-- What you are asked to do --
Every line of the records that holds the word "yellow" should be copied.

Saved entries
--- START ---

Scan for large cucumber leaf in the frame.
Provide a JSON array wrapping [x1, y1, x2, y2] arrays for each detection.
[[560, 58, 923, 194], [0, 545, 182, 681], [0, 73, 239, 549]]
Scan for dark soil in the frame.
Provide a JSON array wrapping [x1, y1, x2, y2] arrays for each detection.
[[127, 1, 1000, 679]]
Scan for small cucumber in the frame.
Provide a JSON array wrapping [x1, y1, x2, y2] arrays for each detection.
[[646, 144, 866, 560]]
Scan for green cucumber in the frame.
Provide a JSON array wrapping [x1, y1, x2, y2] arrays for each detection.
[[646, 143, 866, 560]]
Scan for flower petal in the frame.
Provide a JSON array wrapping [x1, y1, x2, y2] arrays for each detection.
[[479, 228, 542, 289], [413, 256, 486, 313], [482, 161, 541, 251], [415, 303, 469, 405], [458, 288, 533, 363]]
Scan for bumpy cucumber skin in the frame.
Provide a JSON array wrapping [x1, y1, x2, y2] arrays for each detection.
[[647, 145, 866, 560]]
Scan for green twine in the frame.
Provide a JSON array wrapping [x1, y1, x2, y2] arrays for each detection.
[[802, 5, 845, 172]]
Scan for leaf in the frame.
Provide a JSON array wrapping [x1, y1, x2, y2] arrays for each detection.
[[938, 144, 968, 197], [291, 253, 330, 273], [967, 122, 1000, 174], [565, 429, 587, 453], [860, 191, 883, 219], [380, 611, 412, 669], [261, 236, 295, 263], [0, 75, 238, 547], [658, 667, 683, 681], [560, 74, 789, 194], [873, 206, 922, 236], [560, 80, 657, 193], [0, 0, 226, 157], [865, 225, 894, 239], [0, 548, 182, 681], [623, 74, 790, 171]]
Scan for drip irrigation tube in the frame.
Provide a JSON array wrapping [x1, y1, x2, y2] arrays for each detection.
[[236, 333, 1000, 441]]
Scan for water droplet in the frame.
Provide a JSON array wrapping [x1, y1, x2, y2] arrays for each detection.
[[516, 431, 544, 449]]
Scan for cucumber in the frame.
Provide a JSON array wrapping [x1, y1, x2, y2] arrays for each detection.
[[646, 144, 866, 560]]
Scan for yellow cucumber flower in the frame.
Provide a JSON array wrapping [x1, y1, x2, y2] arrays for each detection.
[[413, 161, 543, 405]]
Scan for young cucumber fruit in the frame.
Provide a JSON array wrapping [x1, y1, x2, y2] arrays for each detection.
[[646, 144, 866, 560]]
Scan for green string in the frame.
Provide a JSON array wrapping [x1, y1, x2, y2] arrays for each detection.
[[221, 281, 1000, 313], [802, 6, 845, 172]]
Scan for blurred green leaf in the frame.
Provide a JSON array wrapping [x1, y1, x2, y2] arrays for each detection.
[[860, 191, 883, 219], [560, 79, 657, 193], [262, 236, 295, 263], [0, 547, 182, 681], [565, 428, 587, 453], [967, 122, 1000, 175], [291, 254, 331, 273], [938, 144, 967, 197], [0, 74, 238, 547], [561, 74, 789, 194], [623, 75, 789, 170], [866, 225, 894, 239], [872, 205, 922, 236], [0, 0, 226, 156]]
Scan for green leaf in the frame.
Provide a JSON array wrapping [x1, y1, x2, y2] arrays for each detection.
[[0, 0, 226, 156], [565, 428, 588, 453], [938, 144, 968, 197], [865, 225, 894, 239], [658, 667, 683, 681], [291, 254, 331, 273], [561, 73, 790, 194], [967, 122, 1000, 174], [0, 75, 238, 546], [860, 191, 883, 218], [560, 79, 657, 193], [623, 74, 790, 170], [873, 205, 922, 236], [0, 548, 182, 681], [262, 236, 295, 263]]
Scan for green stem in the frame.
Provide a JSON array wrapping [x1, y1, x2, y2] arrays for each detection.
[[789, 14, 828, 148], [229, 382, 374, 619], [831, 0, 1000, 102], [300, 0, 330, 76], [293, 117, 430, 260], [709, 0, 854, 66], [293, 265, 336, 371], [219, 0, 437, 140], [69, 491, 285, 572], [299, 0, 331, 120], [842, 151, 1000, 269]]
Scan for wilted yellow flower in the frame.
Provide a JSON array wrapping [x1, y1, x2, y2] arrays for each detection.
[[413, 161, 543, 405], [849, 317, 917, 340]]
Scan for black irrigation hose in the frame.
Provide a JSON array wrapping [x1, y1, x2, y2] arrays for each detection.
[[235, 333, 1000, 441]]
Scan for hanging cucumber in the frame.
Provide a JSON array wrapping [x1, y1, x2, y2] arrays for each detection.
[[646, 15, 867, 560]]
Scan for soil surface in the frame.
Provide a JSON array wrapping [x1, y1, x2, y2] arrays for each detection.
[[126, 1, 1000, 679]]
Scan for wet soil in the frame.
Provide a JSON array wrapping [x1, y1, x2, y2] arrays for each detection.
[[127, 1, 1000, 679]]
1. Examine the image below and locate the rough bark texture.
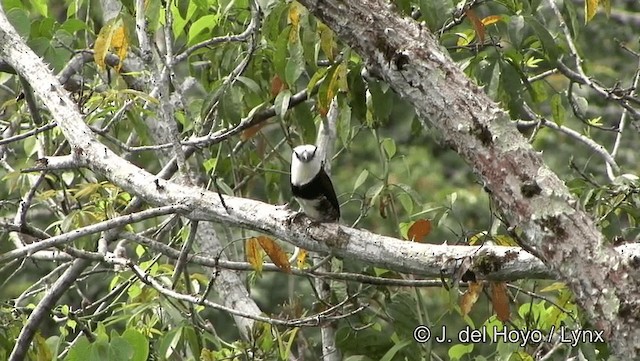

--- END ---

-- Answer box --
Scan for yellow cucumber flower in the frame.
Scan for wilted yellow flower in the frame.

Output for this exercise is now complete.